For decades, I had puzzled over what had caused the demise of my parents’ marriage—Mom’s hurtful recriminations against Dad, followed by his wounded retreat, their rift reducing me to tears. And what of the downfall of our community, where Dad’s parents had lived for half a century, raised three sons, and bought property, the apogee of the American dream?

At the time of increasing turmoil between my parents, coinciding with the racial upheavals on Chicago’s West Side, I had been a teen and a young adult, with no context for the strife in my home or on the streets. But now, a nagging inner voice echoed in my head, luring me like a siren song: the archives might hold clues, answers.

I finally gave in, hauled out one box after another, and began reading: my grandfather’s 1910 journal of his daring journey from Transylvania to America; diaries from Dad’s and Mom’s youth, revealing their inner thoughts and passionate courtship; court records and diary entries of my maternal grandmother’s psychosis; letters between Dad and Mom during his thirteen years of grueling travel; Mom’s diaries of their twenty-year-long effort to maintain quality buildings in a riot-riven landscape and her downward spiral into bitter rage; her vicious attacks on Dad, his parents, and me, a participant in the 1960s sexual revolution.

* **Data supplied**
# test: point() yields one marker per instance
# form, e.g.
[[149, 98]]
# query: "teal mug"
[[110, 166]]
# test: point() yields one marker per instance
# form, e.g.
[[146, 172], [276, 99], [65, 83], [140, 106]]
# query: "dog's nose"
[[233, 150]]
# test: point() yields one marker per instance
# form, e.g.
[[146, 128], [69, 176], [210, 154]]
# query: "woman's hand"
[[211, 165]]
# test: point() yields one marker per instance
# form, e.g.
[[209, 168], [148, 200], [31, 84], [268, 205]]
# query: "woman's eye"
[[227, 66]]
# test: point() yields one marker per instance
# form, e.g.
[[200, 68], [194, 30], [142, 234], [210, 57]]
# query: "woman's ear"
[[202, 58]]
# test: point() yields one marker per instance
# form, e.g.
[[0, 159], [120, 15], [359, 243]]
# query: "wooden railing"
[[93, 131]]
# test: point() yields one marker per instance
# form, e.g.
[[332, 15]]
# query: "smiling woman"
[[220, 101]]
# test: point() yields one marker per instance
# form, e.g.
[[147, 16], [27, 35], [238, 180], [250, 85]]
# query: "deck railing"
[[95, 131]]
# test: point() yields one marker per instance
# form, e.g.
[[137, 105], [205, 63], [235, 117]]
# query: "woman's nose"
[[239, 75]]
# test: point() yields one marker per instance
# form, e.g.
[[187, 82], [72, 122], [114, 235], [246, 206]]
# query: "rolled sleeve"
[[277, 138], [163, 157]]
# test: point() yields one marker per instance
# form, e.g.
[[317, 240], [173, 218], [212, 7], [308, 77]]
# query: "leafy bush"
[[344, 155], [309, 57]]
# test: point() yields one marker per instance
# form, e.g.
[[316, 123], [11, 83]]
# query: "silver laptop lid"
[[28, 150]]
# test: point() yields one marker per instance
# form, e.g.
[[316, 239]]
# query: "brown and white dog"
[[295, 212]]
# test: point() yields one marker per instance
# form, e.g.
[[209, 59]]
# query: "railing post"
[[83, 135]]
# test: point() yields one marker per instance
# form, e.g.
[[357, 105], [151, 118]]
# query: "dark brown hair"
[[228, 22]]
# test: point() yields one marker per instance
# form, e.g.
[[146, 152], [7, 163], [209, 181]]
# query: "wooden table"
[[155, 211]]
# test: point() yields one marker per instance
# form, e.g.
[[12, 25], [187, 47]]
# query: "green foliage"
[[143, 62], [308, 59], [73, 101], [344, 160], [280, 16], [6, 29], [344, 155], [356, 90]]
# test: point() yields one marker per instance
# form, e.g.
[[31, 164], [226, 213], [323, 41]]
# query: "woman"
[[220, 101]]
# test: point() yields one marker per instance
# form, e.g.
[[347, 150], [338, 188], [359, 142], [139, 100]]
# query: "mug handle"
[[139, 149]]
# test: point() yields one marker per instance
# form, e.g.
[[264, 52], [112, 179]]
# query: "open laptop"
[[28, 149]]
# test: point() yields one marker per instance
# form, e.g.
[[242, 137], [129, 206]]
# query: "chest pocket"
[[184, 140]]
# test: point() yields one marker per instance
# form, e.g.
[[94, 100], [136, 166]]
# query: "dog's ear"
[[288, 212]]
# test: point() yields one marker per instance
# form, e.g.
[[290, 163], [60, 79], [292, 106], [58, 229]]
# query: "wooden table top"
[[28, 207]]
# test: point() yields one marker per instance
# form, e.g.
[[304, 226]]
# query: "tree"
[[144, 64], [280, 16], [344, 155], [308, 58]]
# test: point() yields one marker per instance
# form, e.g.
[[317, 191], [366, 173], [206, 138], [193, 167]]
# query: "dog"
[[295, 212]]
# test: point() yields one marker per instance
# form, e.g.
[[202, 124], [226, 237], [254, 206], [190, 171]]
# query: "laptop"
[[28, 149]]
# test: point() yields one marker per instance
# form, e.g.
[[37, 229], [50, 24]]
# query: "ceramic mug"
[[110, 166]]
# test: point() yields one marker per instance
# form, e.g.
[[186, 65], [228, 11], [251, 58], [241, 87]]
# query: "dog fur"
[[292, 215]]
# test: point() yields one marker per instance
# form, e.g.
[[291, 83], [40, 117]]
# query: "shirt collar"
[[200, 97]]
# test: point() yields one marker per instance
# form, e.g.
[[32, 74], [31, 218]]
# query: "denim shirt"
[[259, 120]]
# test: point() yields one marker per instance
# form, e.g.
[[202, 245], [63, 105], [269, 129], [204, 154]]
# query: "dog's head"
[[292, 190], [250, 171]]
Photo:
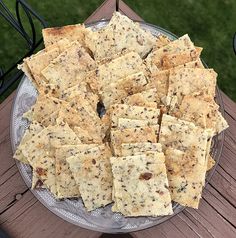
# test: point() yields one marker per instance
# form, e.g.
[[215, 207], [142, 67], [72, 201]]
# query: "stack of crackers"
[[152, 144]]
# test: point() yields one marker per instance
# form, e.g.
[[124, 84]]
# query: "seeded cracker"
[[132, 135], [74, 60], [125, 123], [186, 177], [133, 112], [129, 35], [53, 35], [40, 154], [128, 149], [33, 129], [147, 98], [119, 90], [198, 81], [154, 59], [94, 176], [141, 185]]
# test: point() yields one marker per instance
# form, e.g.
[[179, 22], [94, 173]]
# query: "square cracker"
[[203, 112], [132, 135], [141, 185], [184, 136], [125, 123], [119, 68], [101, 43], [44, 107], [74, 60], [129, 35], [94, 176], [151, 115], [160, 80], [40, 153], [154, 59], [146, 98], [195, 80], [128, 149], [34, 128], [186, 177], [176, 59], [37, 62], [53, 35], [116, 92]]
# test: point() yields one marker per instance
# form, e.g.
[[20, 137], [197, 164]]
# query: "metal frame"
[[12, 75]]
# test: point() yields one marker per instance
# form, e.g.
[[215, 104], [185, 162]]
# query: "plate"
[[73, 210]]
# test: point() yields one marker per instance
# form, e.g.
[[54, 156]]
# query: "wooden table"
[[22, 215]]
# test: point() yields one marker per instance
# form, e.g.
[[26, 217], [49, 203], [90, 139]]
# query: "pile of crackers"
[[121, 117]]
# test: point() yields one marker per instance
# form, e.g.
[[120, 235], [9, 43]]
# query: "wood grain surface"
[[23, 216]]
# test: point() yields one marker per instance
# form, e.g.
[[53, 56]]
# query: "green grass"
[[210, 24]]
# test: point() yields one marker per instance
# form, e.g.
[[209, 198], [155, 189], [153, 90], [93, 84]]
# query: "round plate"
[[72, 210]]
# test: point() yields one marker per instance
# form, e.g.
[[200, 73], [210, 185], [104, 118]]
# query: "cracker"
[[34, 128], [141, 185], [44, 107], [129, 149], [186, 177], [74, 60], [184, 136], [53, 35], [196, 81], [203, 112], [119, 68], [133, 112], [125, 123], [36, 63], [176, 59], [119, 90], [94, 176], [129, 35], [132, 135], [146, 98], [154, 59], [101, 43]]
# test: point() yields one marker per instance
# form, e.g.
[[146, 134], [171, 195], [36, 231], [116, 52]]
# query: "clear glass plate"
[[72, 210]]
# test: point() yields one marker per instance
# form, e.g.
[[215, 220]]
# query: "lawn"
[[210, 24]]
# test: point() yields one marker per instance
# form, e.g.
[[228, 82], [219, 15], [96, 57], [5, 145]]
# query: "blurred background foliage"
[[210, 24]]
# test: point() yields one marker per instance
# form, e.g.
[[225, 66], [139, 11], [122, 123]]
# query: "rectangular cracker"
[[74, 60], [176, 59], [186, 177], [40, 154], [154, 59], [184, 136], [119, 68], [133, 112], [34, 128], [125, 123], [37, 62], [44, 107], [195, 81], [132, 135], [101, 43], [53, 35], [129, 149], [141, 185], [146, 98], [116, 92], [203, 112], [129, 35], [94, 176]]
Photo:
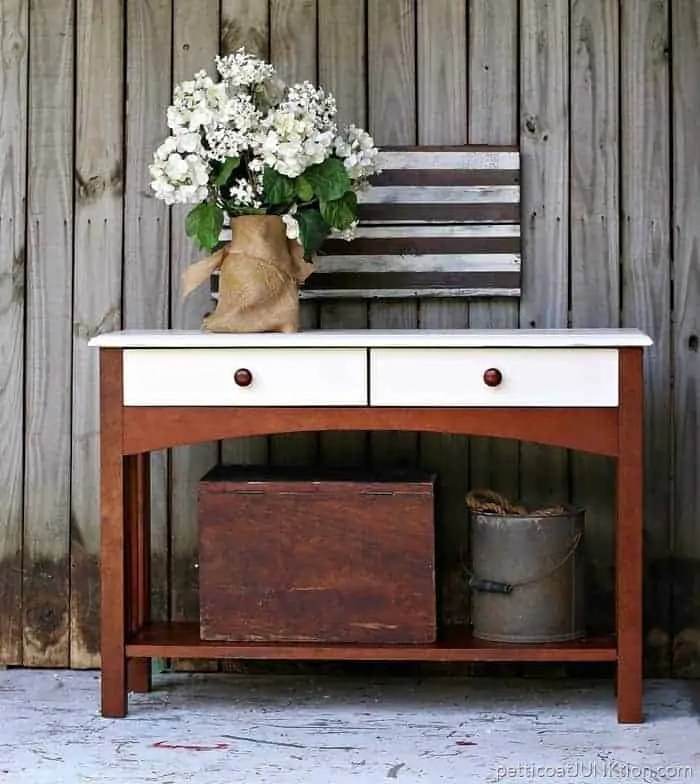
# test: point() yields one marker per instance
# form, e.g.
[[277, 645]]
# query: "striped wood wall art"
[[438, 221]]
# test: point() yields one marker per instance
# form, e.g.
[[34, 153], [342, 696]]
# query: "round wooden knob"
[[243, 377], [492, 377]]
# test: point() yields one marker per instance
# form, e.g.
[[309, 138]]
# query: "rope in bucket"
[[491, 502]]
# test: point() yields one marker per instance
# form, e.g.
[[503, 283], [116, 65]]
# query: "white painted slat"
[[367, 338], [454, 377], [428, 262], [379, 230], [420, 230], [453, 159], [434, 194], [281, 377]]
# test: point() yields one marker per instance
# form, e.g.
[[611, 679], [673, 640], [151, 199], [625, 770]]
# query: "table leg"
[[112, 538], [137, 505], [629, 538]]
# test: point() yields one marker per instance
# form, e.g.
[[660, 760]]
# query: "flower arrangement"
[[248, 144]]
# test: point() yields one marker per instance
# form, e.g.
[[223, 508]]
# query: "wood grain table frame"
[[129, 434]]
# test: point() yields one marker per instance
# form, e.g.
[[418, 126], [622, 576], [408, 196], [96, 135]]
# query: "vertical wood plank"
[[685, 575], [97, 296], [544, 139], [442, 119], [245, 23], [195, 45], [595, 260], [146, 294], [48, 340], [293, 53], [493, 119], [646, 270], [391, 70], [342, 70], [13, 171]]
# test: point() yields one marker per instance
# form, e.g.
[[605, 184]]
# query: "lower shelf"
[[181, 640]]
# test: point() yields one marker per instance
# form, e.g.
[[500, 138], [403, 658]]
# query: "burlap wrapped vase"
[[260, 273]]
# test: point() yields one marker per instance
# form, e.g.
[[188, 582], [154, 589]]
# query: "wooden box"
[[335, 557]]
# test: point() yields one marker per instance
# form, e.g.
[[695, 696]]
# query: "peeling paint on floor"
[[231, 729]]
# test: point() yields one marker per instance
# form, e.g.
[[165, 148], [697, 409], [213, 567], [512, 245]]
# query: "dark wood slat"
[[365, 246], [497, 212], [413, 280], [451, 148], [448, 177], [182, 639]]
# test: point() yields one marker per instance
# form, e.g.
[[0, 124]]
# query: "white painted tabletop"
[[377, 338]]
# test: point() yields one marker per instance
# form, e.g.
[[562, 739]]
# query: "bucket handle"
[[495, 586]]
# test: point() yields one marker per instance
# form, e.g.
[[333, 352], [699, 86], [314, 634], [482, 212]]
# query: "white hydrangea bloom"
[[291, 225], [356, 147], [345, 234], [241, 131], [245, 193], [300, 130], [178, 178], [241, 69], [198, 104]]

* **Tasks**
1 > Answer these questions about the memoir passage:
(a) For how long had Dad's parents lived in the community?
(b) Where did the racial upheavals take place?
(c) In what year was the grandfather's journal written, and what journey does it describe?
2 > Transcribe the memoir passage, starting with "For decades, I" and going on through "the American dream?".

* **Solution set**
1 >
(a) Half a century.
(b) On Chicago's West Side.
(c) 1910; his journey from Transylvania to America.

2 >
For decades, I had puzzled over what had caused the demise of my parents’ marriage—Mom’s hurtful recriminations against Dad, followed by his wounded retreat, their rift reducing me to tears. And what of the downfall of our community, where Dad’s parents had lived for half a century, raised three sons, and bought property, the apogee of the American dream?